— start of Dataset entries —

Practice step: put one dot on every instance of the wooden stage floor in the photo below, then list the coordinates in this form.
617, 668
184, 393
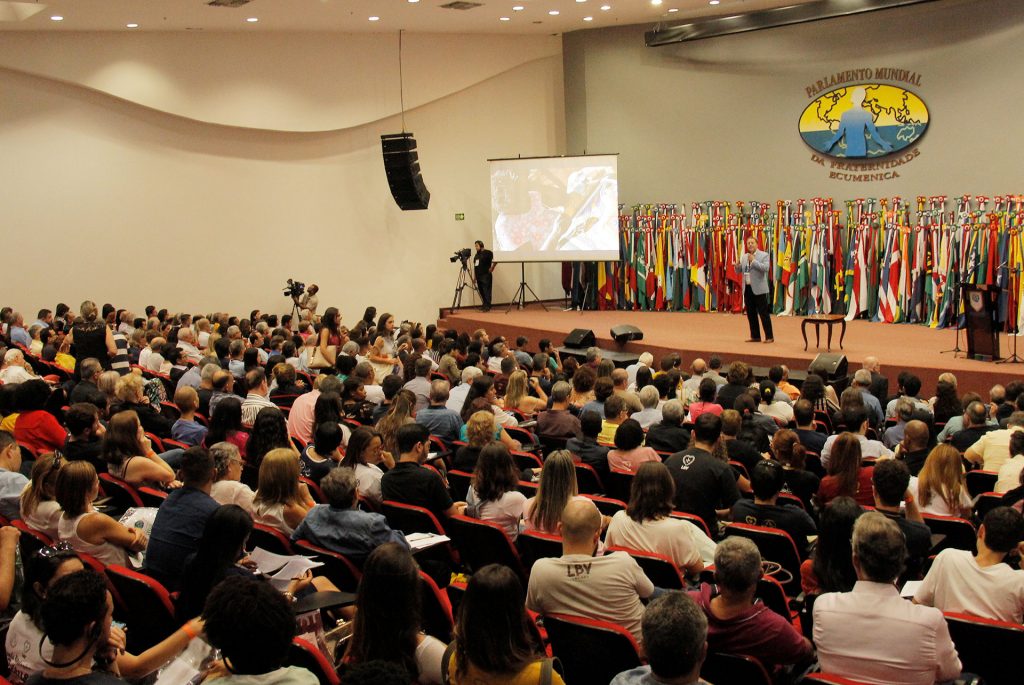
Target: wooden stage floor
915, 348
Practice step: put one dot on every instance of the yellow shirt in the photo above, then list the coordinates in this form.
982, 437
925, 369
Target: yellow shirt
528, 676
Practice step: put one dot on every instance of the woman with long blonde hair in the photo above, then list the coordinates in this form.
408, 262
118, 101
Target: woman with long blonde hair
940, 487
517, 393
282, 502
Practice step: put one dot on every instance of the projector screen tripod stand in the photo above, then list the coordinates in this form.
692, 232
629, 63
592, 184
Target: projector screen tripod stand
520, 294
465, 281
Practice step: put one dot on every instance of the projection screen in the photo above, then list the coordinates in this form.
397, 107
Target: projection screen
555, 208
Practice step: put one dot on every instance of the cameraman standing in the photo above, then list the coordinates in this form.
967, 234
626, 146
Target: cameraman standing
309, 300
483, 265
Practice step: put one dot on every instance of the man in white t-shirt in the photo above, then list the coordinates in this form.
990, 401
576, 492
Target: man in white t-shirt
981, 585
607, 588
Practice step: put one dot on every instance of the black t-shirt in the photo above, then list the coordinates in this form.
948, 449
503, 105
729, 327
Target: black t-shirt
804, 484
412, 483
791, 518
481, 262
95, 678
668, 437
702, 484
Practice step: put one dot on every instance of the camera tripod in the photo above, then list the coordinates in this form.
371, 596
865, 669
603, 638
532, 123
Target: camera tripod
464, 281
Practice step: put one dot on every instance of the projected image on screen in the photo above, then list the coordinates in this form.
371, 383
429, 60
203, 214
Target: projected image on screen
555, 209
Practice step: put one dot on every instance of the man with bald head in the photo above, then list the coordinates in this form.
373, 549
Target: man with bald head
605, 588
913, 448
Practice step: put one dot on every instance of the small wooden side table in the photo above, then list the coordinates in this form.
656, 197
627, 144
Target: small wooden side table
828, 319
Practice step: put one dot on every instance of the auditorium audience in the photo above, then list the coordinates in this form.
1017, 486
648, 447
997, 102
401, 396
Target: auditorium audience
992, 448
705, 484
227, 487
493, 495
317, 459
737, 625
365, 455
940, 487
646, 525
86, 529
410, 482
39, 507
846, 475
829, 567
630, 452
870, 633
129, 454
11, 479
670, 435
180, 518
495, 639
891, 480
340, 526
767, 479
606, 588
35, 427
675, 640
557, 488
388, 617
282, 501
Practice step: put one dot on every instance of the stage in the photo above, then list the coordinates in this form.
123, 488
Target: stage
915, 348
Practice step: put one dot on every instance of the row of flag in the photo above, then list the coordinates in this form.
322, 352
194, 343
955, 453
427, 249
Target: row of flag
877, 260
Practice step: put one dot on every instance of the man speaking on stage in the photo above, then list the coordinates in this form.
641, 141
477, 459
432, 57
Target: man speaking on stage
754, 266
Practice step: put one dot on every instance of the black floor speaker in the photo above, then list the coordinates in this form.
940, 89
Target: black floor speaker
401, 166
835, 365
581, 338
625, 333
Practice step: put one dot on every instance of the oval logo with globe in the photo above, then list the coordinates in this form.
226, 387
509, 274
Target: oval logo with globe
864, 121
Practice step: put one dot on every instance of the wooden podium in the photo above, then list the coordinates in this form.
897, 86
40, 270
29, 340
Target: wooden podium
981, 322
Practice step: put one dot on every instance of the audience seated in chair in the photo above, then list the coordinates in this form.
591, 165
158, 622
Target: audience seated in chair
737, 625
181, 519
494, 639
607, 588
767, 480
982, 585
339, 526
646, 526
388, 617
675, 640
253, 627
409, 482
871, 634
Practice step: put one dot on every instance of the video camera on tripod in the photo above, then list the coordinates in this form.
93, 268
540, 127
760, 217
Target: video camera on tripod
294, 289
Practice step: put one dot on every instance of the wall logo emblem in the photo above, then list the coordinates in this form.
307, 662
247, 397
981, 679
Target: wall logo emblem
864, 121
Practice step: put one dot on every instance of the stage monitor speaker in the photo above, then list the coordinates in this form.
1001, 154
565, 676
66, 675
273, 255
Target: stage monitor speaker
625, 333
836, 366
402, 169
581, 338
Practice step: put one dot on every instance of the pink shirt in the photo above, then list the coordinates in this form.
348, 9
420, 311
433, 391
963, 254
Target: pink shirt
629, 461
300, 418
872, 635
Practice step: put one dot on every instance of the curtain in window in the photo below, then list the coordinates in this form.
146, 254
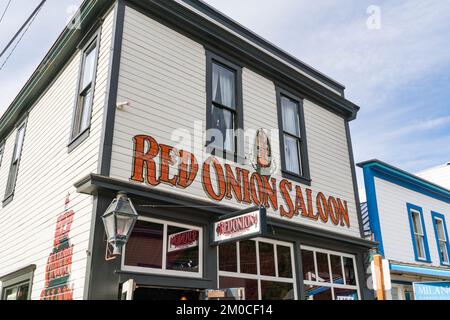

— end of Dataset entries —

Reproduce every record above, renaming "Practice step" to "Labeling task" throughout and keeping everything else unchanged. Leave the pictures out.

### Result for this task:
Labeling task: put one dot on every instance of the wooden stage floor in the photo below, then list the coordinates in this form.
617, 668
184, 393
Target: wooden stage floor
915, 348
Labeling task: put one dot on every instance of the yellow shirt in the photo above, then list the coordinates in this form.
982, 437
925, 369
Target: yellow shirt
528, 676
Labeling task: put one dot on every instance of the woman with long blonde hair in the photo above, then list the coordinates in this form.
408, 262
118, 101
Target: woman with long blonde hair
940, 487
517, 393
282, 502
Labeling task: put one dot on every instance of the projector screen tripod stand in the photo above, then list the coordinates in this form.
692, 232
629, 63
592, 184
Target: projector screen tripod stand
520, 294
465, 281
Labeling task: put one dot on every instance of the projection screen in the photo above, then list the coordinates in this form.
397, 107
Target: projection screen
555, 208
Labeling task: put one dot on every instance of the cameraman standing in the photo above, then list the coordinates in this form.
967, 234
626, 146
Target: cameraman standing
309, 300
483, 265
Labeling task: put one dot on every instance of the man in white t-shirt in the photo above, then list the coordinates in this form.
990, 401
576, 492
Target: man in white t-shirt
981, 585
607, 588
Labeling task: put one dot on every instance of the black t-shirt in the photo above, then list the coordinates in this form.
948, 449
503, 105
729, 327
Target: black t-shirt
804, 484
412, 483
791, 518
481, 262
95, 678
668, 437
702, 484
Labeling task: put one dot on every instance of the camera tripod in the photo above, then list the coordinates in this form.
371, 596
865, 669
603, 638
532, 123
Target: camera tripod
464, 281
Labeling task: put one dot on every instance of the projected image on screen in the photo above, then list the coordinates in this form.
371, 383
429, 60
203, 214
Target: projected image on screen
555, 209
Labeling task: put one dot on every instance of the man with bald head in the photo above, then list the coordinates in this form.
373, 549
Target: man with bald head
605, 588
913, 448
Labeling task: put one dot on every instance of the small wooden side table in the photo above, then list the coordinates in this form.
656, 197
627, 144
Target: small wooden side table
828, 319
Labeling task: put one dot on every instance of the auditorium audience in the photo above, then list the coordinates in this form.
1017, 486
648, 447
997, 102
401, 396
Target: auditorium audience
992, 448
705, 484
227, 487
493, 495
317, 459
737, 625
365, 455
940, 487
646, 525
86, 529
410, 482
39, 507
846, 475
829, 567
630, 452
870, 633
129, 454
11, 479
670, 435
180, 518
495, 639
891, 480
340, 526
767, 479
606, 588
35, 427
675, 640
557, 488
388, 617
282, 501
Labeling task: put one dot on every instance of the stage in the photo above, then list the coordinates in this form.
123, 488
Target: stage
915, 348
Labeling task: put one dot on every instance of the row of flag in the photo above, then list the coordinates in this form.
322, 352
194, 343
955, 453
427, 249
Target: row of flag
877, 260
Labeling task: put one dot on every instance of the man speaking on stage in the photo above, then list the coordinates in this form.
641, 141
477, 459
432, 57
Target: man speaking on stage
754, 266
Labeling task: put one dot on every instance of the black floor speaker in the photo above, then list the coordinates in this form.
940, 89
Target: black floor speaker
401, 166
835, 365
581, 338
625, 333
Labeling task: put one dot on every instance of the oval logo with globe in the photo above, then list the coordinates in this form.
226, 387
509, 274
Target: oval logo with globe
864, 121
Labeling task: put one dot on every instance of the wooden podium in the photo above, then list the coordinates in this form.
897, 86
40, 270
29, 340
Target: wooden podium
981, 322
Labeling task: put one dot on every instance of the audience seated in chair in the photo above, then list the coordinates in this form.
591, 165
158, 622
Target: audience seated in chair
737, 625
181, 519
494, 639
607, 588
767, 480
982, 585
339, 526
646, 526
388, 617
675, 640
253, 627
409, 482
871, 634
Labeling task: put one dot on every instance of the video camera on tripod in the photo above, then list the coordinates in this form.
93, 268
540, 127
760, 217
Target: video camera on tripod
294, 289
Labeling task: put one dot on every instance of the wall logo emblem in the photo above, then list the coordinates in this form.
307, 662
247, 397
981, 679
Target: wall logo emblem
864, 121
Labeling task: put one dot on every instance of the stage monitor speaker in the photo above, then list the coordinates in this form.
1001, 154
565, 676
66, 675
273, 255
Target: stage monitor speaker
625, 333
836, 366
402, 169
581, 338
Labeling task: put one dot on every instance of the pink shirt in the photo above, then list the coordinates in this form.
348, 9
420, 311
433, 391
963, 254
Target: pink shirt
629, 461
300, 418
872, 635
Labeling task: put one dot on every instance of the curtain in window in the photo below, then list the coordinates in this form.
146, 254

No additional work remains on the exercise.